> _Fragmento extraído_

Para el narrador de Boca de lobo el espacio funciona como la dimensión que vuelve constatable la transitoriedad y, además, es el agente que impulsa la rememoración. Así, la ficción se construye en base a una indagación sobre el efecto que los restos del pasado producen en el presente. Cabe interpretar esos restos en una triple dimensión: subjetiva, en la medida en que se refieren a un vínculo amoroso y las secuelas tras la ruptura; histórica, porque aluden al mundo del trabajo industrial en su punto de desintegración; y literaria, en tanto dejan oír resonancias de diversas tradiciones culturales que van del realismo social y el marxismo a la literatura gauchesca, como se verá más adelante.

> _Ejercicio propuesto_
Enumera las tradiciones culturales que el fragmento menciona al explicar la dimensión literaria de los restos del pasado.

> _Datos proporcionados_

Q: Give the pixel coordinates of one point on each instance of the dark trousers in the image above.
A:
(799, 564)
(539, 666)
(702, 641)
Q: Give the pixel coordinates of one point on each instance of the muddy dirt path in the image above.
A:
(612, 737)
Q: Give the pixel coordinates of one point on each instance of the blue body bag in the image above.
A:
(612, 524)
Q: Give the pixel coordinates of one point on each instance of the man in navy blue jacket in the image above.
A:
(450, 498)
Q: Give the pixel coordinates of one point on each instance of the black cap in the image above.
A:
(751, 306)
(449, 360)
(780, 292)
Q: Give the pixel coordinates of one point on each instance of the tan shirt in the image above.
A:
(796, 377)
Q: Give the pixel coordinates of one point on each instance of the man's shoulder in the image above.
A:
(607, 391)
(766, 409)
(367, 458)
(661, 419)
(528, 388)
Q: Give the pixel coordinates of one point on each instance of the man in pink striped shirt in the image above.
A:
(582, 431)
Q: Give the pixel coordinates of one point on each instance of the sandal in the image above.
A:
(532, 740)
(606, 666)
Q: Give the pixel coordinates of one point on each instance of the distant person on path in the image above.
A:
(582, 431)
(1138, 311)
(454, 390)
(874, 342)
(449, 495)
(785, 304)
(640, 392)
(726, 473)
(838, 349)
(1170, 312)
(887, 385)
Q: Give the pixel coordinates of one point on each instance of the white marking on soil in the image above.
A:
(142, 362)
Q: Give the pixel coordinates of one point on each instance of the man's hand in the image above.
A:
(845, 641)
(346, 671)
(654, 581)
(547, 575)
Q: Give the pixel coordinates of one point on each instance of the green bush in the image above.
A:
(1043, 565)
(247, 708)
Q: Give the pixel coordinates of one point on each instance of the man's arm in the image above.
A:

> _La respuesta_
El realismo social, el marxismo y la literatura gauchesca.